▶ [Task set]:
1 > Write out the part of the WebGL article starting with "- Additionally, there" and going on through "to these issues.", word for word.
2 > Continue the article on WebGL security, picking up right after its final sentence.

▶ [Article]:
WebGL is a new web standard for browsers which aims to bring 3D graphics to any page on the internet. It has recently been enabled by default in Firefox 4 and Google Chrome, and can be turned on in the latest builds of Safari. Context has an ongoing interest in researching new areas affecting the security landscape, especially when it could have a significant impact on our clients.
We found that:
We found that:
- A number of serious security issues have been identified with the specification and implementations of WebGL(Graphics Library).
- These issues can allow an attacker to provide malicious code via a web browser which allows attacks on the GPU and graphics drivers. These attacks on the GPU via WebGL can render the entire machine unusable.
- Additionally, there are other dangers with WebGL that put users’ data, privacy and security at risk.
- These issues are inherent to the WebGL specification and would require significant architectural changes in order to remediate in the platform design. Fundamentally, WebGL now allows full (Turing Complete) programs from the internet to reach the graphics driver and graphics hardware which operate in what is supposed to be the most protected part of the computer (Kernel Mode).
- Browsers that enable WebGL by default put their users at risk to these issues.
WebGL
Throughout the history of the Web there has been a drive to allow greater interactivity and expressiveness in web content. Starting with the initial forays into scripting, extensive plugin capability and ActiveX through support for HTML5 functionality such as the video or canvas tags, more and more complexity has been provided in the browser by default.
At each stage in the evolution of the modern browser existing security tenets have had to be re-evaluated to ensure new functionality does not open up any serious attack vectors. As an example, before scripting was introduced there was no easy mechanism for a malicious page to gain access to another site’s content; therefore there would be no need for implementing a same-origin policy. Security decisions made during the early days of the browser may no longer be appropriate to modern advancements, especially ones regarding this cross-domain access of content.
While the theft of data is a serious issue the integrity of the browser and the host operating environment should also not be forgotten when introducing new technology. Sometimes the benefits may prove to be more of a curse.
As an example take binary browser-plugin support (e.g. ActiveX or the Netscape Plugin Application Programming Interface). The support makes it very easy for third parties to extend the functionality of the browser and provide callable interfaces for web pages. This in turn opens the attack surface of the browser to potentially a larger corpus of code, some of which is almost certainly badly written. It might then become difficult for a browser vendor to secure the platform, as it might not even be their code which is an issue, leading to such band-aids as IE’s Killbits and Firefox’s plugin checker to block or inform the user an update might be necessary. In the end the only secure way to use such wide ranging native content is probably not to have it in the first place, but the general consensus at the moment is the benefits outweigh the security risk.
This leads to the topic of this blog post, WebGL. If it is something you have yet to hear of you almost certainly will soon. WebGL’s goal is to introduce an OpenGL derived 3D API to the browser, accessible through JavaScript from any Web page which wants to use it. The recently released Mozilla Firefox 4 browser has enabled support by default, as has Google’s Chrome browser since version 9 and Safari (WebKit) 5.
This in itself should not really be controversial, however the way in which it is implemented, coupled with the way current PC and Graphics Processor architectures are designed has led some to question the security of the approach. Context has performed some initial investigations into possible security concerns which seem to be inherent in the specification, leading to questions as to whether it should be currently available on supporting platforms, and if its benefits actually outweigh its risks.

(Records drawn from a data source)

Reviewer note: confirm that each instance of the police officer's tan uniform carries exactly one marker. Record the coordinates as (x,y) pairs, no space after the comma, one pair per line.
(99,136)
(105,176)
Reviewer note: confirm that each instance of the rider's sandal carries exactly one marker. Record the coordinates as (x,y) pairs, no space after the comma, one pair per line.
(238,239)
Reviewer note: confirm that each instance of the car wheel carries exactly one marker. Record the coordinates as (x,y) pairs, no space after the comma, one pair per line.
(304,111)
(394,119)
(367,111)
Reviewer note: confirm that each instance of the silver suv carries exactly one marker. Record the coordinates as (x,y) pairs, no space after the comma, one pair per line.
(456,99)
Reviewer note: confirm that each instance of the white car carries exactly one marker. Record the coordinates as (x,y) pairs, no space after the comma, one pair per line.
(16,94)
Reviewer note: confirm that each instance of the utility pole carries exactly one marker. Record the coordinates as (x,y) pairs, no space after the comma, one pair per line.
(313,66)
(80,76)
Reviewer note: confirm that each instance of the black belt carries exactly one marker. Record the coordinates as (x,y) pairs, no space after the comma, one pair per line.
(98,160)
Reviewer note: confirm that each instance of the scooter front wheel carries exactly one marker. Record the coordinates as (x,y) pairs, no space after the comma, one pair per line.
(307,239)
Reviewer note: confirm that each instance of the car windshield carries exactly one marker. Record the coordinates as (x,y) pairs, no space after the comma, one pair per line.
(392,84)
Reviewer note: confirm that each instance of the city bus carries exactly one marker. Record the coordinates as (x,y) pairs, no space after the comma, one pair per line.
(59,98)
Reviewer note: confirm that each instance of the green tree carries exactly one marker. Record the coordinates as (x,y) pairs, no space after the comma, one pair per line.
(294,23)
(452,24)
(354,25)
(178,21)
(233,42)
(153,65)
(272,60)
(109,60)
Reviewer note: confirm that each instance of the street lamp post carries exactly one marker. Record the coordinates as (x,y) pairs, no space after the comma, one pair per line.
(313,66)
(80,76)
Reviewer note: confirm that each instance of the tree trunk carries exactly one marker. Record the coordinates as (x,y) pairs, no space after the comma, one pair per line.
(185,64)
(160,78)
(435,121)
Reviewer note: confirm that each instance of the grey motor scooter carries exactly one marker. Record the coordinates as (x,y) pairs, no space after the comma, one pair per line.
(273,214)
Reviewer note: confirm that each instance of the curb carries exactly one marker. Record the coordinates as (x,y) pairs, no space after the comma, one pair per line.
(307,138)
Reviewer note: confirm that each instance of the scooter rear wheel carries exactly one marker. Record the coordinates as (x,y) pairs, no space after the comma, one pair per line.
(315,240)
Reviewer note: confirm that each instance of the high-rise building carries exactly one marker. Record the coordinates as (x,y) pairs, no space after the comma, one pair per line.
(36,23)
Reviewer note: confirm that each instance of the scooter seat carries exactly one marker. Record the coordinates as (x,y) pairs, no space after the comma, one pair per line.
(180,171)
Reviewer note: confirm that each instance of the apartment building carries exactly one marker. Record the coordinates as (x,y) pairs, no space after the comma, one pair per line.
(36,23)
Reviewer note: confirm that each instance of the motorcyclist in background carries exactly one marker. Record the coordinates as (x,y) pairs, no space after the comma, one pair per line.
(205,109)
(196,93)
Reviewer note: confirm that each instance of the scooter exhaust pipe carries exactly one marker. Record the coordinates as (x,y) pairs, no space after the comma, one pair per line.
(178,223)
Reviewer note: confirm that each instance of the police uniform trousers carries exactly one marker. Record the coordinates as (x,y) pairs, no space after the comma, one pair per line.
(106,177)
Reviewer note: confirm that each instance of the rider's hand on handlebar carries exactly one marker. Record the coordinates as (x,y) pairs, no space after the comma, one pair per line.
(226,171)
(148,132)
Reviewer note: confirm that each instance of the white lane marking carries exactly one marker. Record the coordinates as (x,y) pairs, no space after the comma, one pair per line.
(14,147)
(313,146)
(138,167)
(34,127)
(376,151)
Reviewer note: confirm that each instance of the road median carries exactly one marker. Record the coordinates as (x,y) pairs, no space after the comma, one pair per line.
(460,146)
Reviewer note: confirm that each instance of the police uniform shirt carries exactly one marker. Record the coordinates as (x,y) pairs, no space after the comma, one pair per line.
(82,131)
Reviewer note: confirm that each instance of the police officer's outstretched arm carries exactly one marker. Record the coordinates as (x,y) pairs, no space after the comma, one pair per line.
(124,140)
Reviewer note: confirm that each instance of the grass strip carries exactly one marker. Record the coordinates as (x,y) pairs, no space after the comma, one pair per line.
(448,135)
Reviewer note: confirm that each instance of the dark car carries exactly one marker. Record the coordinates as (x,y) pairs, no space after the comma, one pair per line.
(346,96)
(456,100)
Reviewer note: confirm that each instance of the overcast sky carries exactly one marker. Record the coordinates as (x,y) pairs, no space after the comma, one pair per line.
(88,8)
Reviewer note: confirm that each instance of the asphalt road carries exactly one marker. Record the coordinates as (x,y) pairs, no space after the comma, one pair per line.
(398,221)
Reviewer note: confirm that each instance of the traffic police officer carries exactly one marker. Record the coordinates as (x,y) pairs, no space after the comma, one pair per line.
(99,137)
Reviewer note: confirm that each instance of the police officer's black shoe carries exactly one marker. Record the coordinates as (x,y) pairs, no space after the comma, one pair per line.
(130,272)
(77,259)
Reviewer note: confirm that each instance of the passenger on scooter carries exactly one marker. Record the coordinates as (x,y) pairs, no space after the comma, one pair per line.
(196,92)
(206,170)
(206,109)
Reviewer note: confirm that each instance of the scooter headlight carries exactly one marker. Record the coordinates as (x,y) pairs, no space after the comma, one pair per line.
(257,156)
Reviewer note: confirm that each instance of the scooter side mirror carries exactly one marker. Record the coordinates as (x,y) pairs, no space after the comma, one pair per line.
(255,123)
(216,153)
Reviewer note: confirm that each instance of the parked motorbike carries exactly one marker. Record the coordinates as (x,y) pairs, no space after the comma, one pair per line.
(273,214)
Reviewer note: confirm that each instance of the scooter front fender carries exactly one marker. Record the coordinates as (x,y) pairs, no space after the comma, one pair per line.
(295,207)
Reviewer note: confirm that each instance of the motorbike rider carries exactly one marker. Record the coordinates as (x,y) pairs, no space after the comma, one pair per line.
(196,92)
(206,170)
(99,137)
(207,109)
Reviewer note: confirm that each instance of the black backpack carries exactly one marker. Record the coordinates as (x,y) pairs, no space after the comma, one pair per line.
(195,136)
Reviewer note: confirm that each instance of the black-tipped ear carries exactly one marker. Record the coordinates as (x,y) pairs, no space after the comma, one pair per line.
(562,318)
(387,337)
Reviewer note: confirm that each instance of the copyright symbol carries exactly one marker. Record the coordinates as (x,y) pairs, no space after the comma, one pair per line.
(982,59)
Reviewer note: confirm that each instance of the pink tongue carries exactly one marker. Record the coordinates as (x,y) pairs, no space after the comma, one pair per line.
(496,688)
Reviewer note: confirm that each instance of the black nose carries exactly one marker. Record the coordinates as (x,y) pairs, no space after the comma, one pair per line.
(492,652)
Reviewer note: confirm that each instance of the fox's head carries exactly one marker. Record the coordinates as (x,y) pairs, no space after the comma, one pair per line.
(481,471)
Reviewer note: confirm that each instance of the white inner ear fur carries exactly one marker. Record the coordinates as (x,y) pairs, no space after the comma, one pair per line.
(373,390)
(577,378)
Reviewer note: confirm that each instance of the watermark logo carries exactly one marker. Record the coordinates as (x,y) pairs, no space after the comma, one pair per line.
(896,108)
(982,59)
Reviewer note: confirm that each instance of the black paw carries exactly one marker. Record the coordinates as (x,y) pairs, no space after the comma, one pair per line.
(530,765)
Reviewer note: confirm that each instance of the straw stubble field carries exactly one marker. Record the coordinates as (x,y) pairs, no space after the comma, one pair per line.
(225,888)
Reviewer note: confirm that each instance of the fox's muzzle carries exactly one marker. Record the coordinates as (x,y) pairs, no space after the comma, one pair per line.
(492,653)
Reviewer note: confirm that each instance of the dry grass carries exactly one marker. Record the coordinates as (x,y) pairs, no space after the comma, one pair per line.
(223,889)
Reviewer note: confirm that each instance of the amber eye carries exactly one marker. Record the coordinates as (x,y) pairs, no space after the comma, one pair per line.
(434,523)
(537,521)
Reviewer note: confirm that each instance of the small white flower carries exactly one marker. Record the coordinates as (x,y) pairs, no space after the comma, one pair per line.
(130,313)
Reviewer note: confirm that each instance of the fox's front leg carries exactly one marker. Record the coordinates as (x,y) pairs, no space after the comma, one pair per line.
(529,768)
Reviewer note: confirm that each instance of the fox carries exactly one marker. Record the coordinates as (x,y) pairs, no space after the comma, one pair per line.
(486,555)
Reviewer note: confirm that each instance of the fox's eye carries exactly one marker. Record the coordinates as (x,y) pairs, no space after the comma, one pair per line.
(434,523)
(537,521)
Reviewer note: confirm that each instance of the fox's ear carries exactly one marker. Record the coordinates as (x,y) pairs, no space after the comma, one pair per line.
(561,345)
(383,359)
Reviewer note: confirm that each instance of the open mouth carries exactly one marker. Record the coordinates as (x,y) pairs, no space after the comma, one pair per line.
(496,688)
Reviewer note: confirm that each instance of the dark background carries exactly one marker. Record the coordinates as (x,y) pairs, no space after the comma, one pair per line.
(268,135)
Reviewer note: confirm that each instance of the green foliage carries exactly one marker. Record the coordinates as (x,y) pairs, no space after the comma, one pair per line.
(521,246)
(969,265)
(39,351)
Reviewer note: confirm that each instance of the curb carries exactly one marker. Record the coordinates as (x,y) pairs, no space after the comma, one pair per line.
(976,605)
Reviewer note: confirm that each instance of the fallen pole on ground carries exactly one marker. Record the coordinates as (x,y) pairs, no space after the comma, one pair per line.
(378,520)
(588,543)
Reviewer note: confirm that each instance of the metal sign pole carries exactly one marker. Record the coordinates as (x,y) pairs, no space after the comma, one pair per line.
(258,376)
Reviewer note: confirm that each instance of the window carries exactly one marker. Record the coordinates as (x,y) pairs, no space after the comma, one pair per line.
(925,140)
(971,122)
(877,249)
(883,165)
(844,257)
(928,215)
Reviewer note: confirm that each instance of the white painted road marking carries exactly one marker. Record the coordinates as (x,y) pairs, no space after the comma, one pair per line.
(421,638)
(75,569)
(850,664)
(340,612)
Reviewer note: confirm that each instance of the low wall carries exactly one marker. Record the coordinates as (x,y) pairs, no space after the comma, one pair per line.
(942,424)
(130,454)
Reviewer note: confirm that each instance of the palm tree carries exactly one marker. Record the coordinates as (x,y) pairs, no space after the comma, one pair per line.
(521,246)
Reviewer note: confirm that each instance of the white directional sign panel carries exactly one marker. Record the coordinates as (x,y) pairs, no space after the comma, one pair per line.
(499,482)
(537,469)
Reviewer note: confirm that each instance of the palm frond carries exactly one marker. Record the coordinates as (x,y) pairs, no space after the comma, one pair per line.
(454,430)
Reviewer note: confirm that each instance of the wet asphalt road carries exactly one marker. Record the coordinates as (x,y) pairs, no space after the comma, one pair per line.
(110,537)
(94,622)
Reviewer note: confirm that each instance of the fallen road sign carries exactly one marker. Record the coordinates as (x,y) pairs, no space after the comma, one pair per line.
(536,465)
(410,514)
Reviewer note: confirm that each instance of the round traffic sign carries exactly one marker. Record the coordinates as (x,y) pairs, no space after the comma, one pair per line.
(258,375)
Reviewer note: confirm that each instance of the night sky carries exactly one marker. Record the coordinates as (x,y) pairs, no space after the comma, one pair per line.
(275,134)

▶ [Response list]:
1 >
- Additionally, there are other dangers with WebGL that put users’ data, privacy and security at risk.
- These issues are inherent to the WebGL specification and would require significant architectural changes in order to remediate in the platform design. Fundamentally, WebGL now allows full (Turing Complete) programs from the internet to reach the graphics driver and graphics hardware which operate in what is supposed to be the most protected part of the computer (Kernel Mode).
- Browsers that enable WebGL by default put their users at risk to these issues.

2 >
Quick Overview of 3D Graphics Pipeline
First let’s start with a very simplified overview of how 3D graphics is implemented in most modern PC style architectures.
Figure 1 - Simple Diagram of Graphics Pipeline
At the lowest level is the Graphics Processor (GPU) hardware itself, this does not necessarily implement any specific API (almost certainly it is a proprietary interface developed by the manufacturer), however it should at least support all the functionality expected at the programming API level. Almost all modern 3D hardware contains individual programmable units (usually referred to as shaders), these can be individually programmed by the user-mode processes. The native format of the shader code is generally specific to the hardware vendor; however common languages exist to permit cross platform code to be developed.
Above the hardware is a driver which tends to run within kernel mode on the operating system; its job is to handle the low-level hardware aspects and to provide a standardised interface (e.g. WDDM) through which other components of the operating system can access the GPU.
Next is the scheduling, this could be implemented in a number of different locations, for example in the kernel driver itself, by the OS or entirely in user mode. Its responsibility is to share access to the GPU between individual programs running on the same machine. In a more traditional environment this would not be necessary because only one application (for example a windowing manager) would actually need direct access to the GPU at any one time. In a 3D scenario the requirement to directly access the shaders and memory to upload texture and geometry means this must be managed appropriately.
The final piece in the stack is the interface library, which is the main route through which user processes access the graphics library. This is the final level of abstraction, removing where possible any hardware specific functionality. Common interface libraries are Direct3D (which also has some kernel functionality) and the cross-platform OpenGL.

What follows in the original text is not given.